Excerpted text:
════════

Yes, You Can Have the Shortbread!
by Jenn Gashinski, RD
It is that time of year … you may feel doomed to pack on holiday pounds with parties as plentiful as the holiday baking. Studies show that adults gain 1-2lbs between the end of November and mid-January, and many of us keep it on, too. But it doesn’t have to be that way! Enjoy all the season has to offer armed with a few tips for heading off over-indulgence and weight gain.
Here are Five Tips to Help You Get Through the Holiday Season:
- Do not starve yourself! We have all been there; in preparation for a holiday meal or event we eat less during the day to save room for the good stuff later on. This usually backfires when we end up overindulging and, in turn, feel awful. If we had balanced meals and snacks during the day, we could enjoy the food in moderation. Eat a lunch with protein, whole grains and vegetables. An hour or two before your dinner or party, have a snack with protein and fibre (such as greek yogurt dip with vegetables or a handful of nuts).
- Keep moving. Increase your physical activity and maybe add on a little more. This is not the time to stop moving! Add an extra day at the gym, or increase the length of your workout. Instead of the usual get together surrounded by food, challenge friends or family to something new. Try renting snow shoes or cross county skis, or work up a sweat tobogganing – it’s not just for kids!
- Enjoy your holiday favourites. Yes, eat the shortbread cookies! Enjoy the foods that are special to you during the holiday time … the ones you don’t eat all year round. Eat them mindfully and savour small portions. Maybe it’s the stuffing with your turkey, or grandma’s shortbread. It is not realistic to avoid these foods during the holidays. Ask yourself how much you need to be satisfied, try to keep your portion small, and enjoy. Instead, pass on some of the everyday foods. For example, you don’t have to add bread to your plate just because it’s there.

════════

Records shown:
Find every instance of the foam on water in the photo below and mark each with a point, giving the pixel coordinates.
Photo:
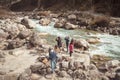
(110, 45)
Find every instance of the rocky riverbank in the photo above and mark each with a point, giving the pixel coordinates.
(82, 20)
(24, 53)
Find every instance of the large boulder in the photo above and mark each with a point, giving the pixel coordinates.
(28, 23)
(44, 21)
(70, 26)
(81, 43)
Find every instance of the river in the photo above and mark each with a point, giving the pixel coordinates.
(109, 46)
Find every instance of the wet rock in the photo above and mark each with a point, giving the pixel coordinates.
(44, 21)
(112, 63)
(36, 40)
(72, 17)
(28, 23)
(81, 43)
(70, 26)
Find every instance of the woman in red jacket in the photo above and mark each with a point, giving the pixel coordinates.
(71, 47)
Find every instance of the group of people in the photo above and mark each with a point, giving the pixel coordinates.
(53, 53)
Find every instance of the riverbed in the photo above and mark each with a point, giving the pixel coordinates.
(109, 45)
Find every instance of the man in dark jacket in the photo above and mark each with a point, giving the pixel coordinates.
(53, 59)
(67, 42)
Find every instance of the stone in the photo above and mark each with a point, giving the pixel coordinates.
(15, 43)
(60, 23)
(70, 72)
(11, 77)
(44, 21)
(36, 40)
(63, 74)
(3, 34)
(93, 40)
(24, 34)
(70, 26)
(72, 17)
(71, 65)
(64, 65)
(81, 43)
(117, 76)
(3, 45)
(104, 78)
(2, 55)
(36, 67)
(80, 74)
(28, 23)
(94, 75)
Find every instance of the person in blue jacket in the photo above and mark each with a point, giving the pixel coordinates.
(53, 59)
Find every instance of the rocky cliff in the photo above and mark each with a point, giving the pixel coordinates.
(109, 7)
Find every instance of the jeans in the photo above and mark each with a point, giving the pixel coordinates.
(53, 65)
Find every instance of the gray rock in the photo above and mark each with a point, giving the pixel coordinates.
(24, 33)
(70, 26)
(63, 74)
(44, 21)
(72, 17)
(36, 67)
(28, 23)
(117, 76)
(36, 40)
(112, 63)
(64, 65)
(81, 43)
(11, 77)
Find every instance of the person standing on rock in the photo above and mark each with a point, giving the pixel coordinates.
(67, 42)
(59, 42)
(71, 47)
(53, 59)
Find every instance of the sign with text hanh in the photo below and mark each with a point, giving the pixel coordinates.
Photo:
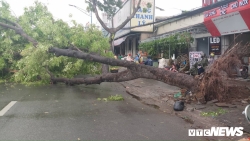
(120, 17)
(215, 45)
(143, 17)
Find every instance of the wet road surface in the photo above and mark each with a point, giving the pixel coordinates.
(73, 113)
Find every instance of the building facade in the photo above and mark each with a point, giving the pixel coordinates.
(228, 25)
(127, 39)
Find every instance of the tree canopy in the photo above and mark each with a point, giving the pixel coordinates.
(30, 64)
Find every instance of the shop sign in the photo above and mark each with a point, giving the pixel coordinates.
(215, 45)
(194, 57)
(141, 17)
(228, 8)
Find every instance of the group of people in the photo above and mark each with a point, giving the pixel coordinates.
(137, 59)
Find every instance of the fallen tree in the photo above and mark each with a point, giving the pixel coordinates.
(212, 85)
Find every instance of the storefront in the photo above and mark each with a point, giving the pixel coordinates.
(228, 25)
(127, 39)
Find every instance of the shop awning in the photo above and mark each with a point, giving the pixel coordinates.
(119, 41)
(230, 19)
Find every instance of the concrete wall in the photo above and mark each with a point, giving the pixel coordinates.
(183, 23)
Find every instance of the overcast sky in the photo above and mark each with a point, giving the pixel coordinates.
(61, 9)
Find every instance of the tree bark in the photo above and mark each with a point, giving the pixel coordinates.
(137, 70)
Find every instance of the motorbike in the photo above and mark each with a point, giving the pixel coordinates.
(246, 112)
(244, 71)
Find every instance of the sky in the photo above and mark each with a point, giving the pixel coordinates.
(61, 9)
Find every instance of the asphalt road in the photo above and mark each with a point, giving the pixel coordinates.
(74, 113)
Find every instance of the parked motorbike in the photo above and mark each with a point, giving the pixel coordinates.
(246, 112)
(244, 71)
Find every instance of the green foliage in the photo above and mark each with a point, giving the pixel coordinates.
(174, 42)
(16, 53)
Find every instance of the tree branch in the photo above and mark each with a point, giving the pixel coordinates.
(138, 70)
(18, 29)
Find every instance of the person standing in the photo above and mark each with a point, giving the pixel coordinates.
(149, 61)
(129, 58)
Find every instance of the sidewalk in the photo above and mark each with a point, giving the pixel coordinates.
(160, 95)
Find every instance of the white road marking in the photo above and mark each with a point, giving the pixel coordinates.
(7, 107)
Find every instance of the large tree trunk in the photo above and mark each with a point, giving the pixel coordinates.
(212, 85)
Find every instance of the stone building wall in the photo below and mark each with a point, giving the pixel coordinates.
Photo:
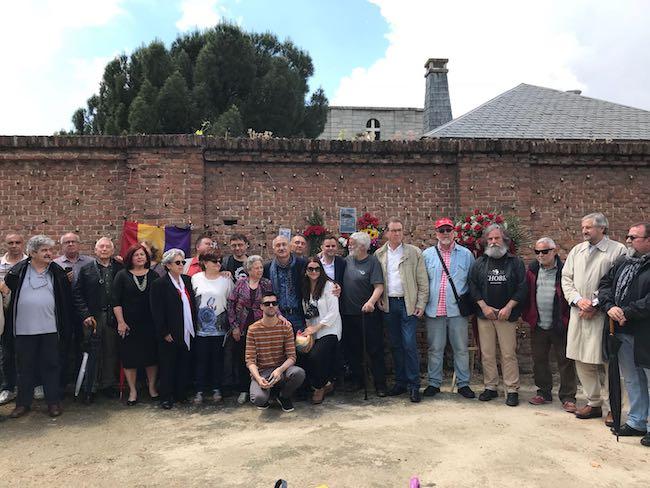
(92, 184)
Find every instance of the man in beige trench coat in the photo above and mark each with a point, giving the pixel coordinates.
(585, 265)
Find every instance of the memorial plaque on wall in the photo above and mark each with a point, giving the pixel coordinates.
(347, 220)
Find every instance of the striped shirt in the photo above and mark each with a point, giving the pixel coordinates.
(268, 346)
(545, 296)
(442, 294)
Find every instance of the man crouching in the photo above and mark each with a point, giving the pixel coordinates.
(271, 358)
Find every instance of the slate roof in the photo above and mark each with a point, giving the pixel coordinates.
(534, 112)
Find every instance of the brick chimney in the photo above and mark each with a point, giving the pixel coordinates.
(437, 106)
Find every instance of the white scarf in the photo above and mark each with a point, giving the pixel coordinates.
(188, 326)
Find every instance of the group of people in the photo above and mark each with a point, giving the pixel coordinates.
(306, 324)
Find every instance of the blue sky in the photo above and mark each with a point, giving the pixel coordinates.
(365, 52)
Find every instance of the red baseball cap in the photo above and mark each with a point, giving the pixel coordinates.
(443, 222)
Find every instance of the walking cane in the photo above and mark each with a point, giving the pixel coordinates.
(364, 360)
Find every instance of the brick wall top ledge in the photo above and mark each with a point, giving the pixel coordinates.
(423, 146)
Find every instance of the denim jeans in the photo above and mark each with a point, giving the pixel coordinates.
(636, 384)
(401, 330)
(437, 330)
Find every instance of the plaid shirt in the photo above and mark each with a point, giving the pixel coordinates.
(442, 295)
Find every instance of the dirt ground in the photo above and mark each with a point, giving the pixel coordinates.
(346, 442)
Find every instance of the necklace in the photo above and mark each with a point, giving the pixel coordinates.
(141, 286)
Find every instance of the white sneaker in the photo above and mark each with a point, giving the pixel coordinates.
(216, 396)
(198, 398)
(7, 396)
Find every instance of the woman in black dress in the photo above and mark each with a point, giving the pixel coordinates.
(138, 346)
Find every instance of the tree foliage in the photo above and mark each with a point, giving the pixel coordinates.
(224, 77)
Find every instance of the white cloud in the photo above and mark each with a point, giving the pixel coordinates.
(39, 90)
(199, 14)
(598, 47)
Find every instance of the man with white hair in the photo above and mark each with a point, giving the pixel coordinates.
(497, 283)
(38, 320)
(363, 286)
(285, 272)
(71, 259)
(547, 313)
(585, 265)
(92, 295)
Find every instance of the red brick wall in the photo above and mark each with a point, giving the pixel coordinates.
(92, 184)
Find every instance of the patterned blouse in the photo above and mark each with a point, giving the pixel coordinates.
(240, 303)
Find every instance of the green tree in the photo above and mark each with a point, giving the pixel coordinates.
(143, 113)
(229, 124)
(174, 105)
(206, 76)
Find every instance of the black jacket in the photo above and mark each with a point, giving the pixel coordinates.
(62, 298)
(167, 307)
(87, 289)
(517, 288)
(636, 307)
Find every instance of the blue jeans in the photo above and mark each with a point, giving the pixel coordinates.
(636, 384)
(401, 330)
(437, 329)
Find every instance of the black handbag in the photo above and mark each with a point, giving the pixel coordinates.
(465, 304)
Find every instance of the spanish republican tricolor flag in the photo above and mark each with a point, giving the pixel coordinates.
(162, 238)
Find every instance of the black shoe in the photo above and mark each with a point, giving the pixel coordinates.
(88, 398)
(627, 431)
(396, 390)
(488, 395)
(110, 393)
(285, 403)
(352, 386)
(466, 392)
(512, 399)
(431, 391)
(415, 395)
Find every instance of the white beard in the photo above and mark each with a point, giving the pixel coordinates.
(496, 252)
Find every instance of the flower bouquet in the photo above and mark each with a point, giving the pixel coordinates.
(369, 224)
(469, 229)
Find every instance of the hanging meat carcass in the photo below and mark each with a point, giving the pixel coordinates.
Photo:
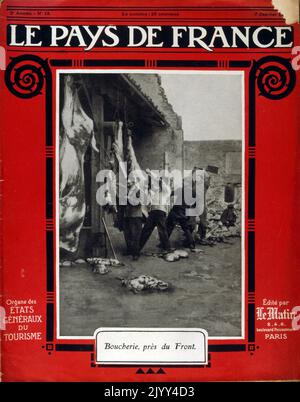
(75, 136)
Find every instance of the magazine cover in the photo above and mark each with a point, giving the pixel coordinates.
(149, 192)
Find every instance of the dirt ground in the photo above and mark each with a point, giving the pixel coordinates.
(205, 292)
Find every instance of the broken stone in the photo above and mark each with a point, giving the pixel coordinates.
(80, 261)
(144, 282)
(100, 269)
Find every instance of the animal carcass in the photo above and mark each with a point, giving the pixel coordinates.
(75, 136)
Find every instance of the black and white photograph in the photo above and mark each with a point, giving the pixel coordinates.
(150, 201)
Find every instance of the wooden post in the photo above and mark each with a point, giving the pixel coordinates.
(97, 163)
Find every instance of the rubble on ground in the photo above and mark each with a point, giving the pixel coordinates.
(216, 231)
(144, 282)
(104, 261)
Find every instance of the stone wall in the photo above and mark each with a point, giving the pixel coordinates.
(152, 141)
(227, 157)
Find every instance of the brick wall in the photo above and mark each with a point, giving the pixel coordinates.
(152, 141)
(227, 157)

════════

Task instructions: Write what comes next in the article on holiday eating tips, beginning after its last sentence. These rows were taken from a separate source unrelated to the text.

Answer box:
- Drink responsibly. Alcohol calories can really add up. One cup of rum and eggnog can provide 400 calories and 10 tsp of sugar! Drinking also lowers inhibitions, making portion control go out the window. Try to alternate each alcoholic drink with a non-alcoholic beverage, such as some sparkling water with a splash of cranberry juice.
- Keep your counters clean. No, I am not talking about chores (although that is important for food safety!). I am talking about keeping treats out of sight. We may be proud of our holiday baking, but if it is sitting on our kitchen counter we are much more likely to mindlessly snack. Keep candies in a far cupboard and baking in the freezer until the company comes.
If you do indulge a bit too much, don’t be hard on yourself… all the months between New Year’s and Christmas are much more important than the short holiday season.